◆ **TRY IT**: Each line of the entries, from the first to the line containing "tire shown in the photo above.", is to be transcribed exactly as it stands; include no other lines.

Collected data entries
--- START ---
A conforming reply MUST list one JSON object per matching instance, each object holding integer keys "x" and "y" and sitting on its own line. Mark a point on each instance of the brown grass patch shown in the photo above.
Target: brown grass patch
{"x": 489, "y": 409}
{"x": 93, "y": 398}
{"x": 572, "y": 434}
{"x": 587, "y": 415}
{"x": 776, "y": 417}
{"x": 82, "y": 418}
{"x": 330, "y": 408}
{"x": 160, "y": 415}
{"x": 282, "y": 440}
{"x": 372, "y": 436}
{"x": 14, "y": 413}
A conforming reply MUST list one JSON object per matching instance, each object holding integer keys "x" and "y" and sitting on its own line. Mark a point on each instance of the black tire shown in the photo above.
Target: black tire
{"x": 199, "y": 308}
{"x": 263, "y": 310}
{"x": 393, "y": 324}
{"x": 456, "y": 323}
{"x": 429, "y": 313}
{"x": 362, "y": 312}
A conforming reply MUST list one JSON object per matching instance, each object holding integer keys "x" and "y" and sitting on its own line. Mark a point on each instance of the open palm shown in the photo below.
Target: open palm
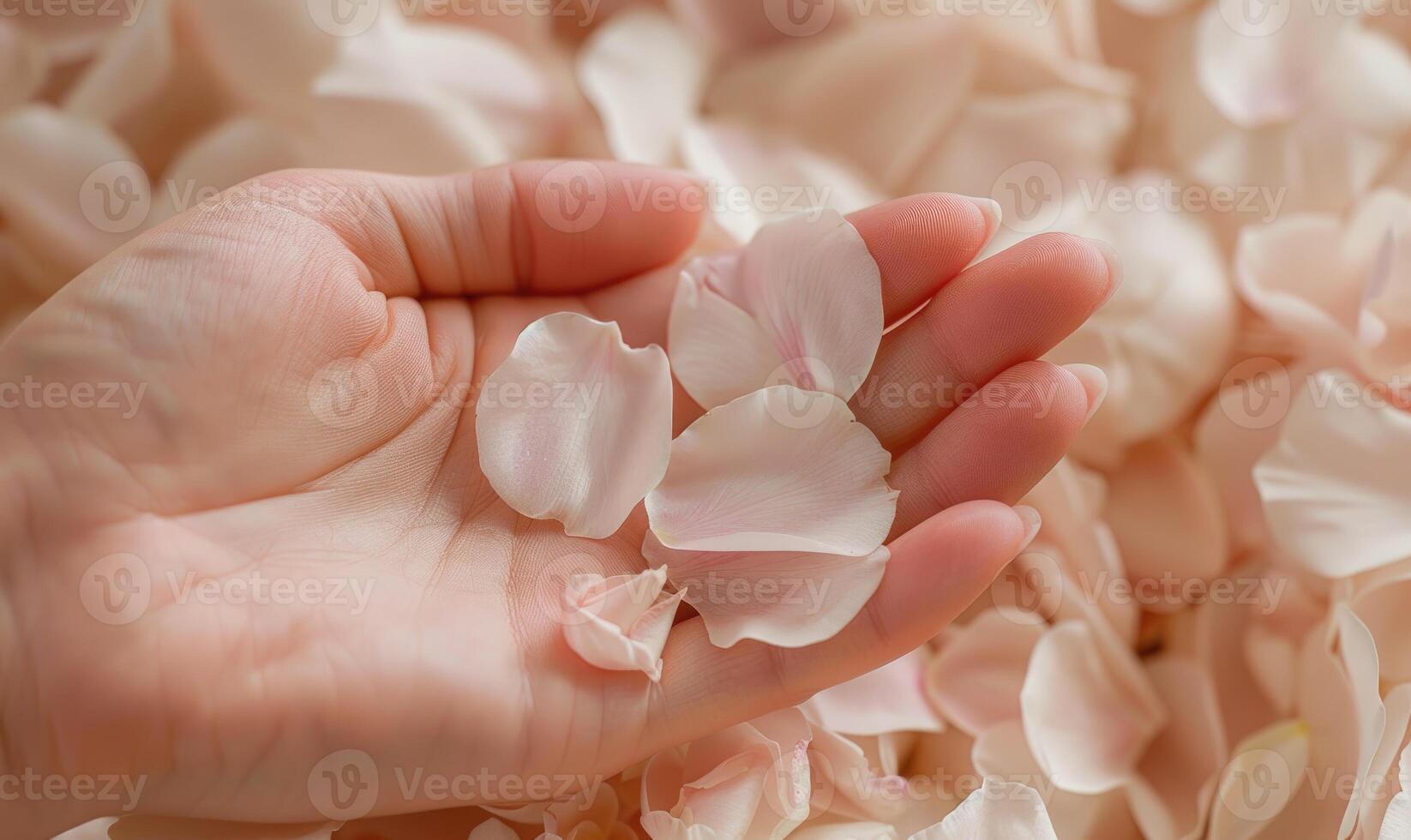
--- END ---
◆ **WRITTEN SOLUTION**:
A conforming reply MUST list one JSON object per matching instance, each object holding integer keys "x" and "y" and sitting on its own line. Mark a point on each instance of the brown grass patch shown in the photo above.
Target: brown grass patch
{"x": 489, "y": 409}
{"x": 93, "y": 398}
{"x": 572, "y": 434}
{"x": 587, "y": 415}
{"x": 776, "y": 417}
{"x": 82, "y": 418}
{"x": 330, "y": 408}
{"x": 160, "y": 415}
{"x": 282, "y": 440}
{"x": 372, "y": 436}
{"x": 14, "y": 413}
A conforming reply MUST list one JSON object per matching instance, each object holding integer keys "x" and "y" and sitting on its own line. Mark a point on each instance of the black tire shown in the photo above.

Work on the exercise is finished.